--- START OF Records shown ---
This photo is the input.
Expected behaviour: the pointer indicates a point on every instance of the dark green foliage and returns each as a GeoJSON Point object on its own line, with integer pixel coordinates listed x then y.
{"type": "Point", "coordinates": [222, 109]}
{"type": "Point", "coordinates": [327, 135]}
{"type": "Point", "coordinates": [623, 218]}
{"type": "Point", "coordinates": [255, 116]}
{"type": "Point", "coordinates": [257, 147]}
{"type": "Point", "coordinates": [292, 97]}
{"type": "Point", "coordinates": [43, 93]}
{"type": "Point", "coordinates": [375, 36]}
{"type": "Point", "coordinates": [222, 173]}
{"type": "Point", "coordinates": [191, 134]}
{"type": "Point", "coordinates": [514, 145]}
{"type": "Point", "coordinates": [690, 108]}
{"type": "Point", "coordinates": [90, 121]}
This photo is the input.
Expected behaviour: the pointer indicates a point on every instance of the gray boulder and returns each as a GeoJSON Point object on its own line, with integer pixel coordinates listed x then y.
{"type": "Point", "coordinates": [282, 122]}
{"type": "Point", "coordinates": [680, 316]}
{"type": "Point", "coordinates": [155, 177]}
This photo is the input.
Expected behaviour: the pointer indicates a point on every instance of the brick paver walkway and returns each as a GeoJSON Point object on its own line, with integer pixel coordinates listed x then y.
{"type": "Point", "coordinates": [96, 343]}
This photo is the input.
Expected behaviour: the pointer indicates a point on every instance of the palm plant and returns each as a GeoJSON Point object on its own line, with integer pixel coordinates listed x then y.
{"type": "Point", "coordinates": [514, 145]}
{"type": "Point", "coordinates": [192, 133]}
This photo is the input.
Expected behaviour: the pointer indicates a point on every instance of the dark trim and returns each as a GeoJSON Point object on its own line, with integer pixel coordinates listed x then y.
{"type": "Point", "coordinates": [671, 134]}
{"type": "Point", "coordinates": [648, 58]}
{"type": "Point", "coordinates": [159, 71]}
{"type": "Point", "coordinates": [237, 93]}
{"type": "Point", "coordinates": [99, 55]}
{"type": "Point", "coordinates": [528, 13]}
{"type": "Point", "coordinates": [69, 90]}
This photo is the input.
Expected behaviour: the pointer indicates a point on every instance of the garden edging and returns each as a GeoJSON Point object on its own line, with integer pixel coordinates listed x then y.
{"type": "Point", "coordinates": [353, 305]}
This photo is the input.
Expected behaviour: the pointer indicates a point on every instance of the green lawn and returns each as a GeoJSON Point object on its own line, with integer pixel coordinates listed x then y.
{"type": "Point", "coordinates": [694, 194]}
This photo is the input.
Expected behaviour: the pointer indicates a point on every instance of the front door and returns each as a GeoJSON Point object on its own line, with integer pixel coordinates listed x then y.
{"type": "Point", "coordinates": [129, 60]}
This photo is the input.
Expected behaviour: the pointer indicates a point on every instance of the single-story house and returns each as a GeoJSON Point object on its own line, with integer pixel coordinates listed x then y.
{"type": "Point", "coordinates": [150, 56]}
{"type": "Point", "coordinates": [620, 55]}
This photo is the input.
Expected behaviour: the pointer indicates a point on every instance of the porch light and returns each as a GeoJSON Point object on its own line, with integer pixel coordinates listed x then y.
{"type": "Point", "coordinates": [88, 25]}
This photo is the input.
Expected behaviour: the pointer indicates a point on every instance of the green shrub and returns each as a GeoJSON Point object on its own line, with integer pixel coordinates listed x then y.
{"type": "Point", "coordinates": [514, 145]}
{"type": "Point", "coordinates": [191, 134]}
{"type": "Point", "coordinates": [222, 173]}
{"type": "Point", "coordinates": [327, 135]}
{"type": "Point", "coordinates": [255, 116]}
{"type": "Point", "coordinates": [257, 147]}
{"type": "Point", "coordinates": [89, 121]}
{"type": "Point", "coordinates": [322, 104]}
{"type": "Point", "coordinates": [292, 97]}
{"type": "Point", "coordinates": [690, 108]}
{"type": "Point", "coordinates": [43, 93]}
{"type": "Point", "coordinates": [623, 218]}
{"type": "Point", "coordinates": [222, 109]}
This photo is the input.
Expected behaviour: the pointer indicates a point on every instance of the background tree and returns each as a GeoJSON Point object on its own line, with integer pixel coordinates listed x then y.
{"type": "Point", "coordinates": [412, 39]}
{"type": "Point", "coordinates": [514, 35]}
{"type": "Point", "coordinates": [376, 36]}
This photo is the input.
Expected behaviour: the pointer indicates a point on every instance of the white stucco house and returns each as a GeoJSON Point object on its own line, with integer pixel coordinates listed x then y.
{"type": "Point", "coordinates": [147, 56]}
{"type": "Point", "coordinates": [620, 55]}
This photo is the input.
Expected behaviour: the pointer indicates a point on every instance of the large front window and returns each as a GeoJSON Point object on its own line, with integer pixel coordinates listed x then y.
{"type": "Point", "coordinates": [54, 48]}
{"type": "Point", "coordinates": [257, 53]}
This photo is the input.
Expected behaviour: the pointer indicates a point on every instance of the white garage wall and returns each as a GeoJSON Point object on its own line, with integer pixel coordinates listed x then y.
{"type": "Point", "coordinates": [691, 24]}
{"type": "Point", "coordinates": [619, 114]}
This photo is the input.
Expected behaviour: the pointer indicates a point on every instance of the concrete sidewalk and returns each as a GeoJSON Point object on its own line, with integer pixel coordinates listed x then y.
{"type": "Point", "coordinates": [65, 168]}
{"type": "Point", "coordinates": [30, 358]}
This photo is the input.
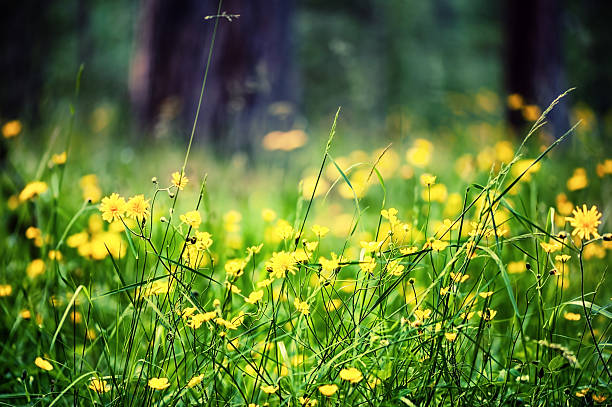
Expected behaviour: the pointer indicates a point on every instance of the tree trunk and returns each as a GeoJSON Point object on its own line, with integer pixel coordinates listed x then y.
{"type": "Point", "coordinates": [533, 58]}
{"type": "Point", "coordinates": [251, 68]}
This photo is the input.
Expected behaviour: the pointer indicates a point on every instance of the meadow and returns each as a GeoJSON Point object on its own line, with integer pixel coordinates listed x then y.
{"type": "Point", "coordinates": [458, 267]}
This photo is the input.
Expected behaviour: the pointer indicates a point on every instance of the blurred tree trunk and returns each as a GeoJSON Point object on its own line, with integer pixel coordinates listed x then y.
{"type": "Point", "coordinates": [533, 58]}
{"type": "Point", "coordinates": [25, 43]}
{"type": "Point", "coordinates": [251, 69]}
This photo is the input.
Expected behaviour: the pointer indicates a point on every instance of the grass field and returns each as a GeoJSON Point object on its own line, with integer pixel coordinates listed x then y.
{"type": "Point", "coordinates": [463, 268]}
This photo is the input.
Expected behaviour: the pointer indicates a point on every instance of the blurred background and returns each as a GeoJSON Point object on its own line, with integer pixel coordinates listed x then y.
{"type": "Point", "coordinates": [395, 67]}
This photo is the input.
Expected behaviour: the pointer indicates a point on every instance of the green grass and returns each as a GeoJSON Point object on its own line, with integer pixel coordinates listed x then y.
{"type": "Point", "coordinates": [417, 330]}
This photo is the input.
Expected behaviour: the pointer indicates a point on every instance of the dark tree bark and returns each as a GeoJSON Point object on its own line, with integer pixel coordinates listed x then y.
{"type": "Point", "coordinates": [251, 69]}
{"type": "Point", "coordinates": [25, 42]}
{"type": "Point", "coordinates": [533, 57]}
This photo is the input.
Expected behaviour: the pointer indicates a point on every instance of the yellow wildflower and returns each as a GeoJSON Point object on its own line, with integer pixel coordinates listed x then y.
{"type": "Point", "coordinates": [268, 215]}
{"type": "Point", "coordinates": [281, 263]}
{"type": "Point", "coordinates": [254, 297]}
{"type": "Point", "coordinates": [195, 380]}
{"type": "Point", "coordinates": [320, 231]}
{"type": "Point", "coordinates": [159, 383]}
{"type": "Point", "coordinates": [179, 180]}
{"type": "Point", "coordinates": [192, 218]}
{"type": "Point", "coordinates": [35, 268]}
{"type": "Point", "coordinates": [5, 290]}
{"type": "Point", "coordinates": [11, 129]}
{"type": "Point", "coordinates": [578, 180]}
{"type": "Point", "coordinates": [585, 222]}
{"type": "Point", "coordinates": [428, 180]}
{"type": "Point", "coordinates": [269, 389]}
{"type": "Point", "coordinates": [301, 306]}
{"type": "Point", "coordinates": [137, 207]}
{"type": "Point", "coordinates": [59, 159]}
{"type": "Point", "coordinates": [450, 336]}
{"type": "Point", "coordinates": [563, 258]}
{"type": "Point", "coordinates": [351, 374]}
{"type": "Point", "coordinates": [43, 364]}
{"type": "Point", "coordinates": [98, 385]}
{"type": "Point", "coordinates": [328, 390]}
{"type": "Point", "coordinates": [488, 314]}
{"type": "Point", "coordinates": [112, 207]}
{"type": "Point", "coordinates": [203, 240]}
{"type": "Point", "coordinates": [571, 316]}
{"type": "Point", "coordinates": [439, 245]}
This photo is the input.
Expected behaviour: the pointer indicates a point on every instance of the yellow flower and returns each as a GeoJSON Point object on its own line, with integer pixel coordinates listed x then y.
--- END OF Records shown ---
* _Do this_: Extract each row above that contains the word "white", treating uppercase and lowercase as different.

* _The output_:
Expected behaviour: the pointer indicates a point on every instance of the white stucco house and returns each as a GeoJSON Point object on its own line, with integer pixel coordinates listed x then y.
Expected behaviour: the pointer indicates a point on every instance of the white garage wall and returns each as a GeoJSON Point object on its own line, with integer pixel coordinates listed x then y.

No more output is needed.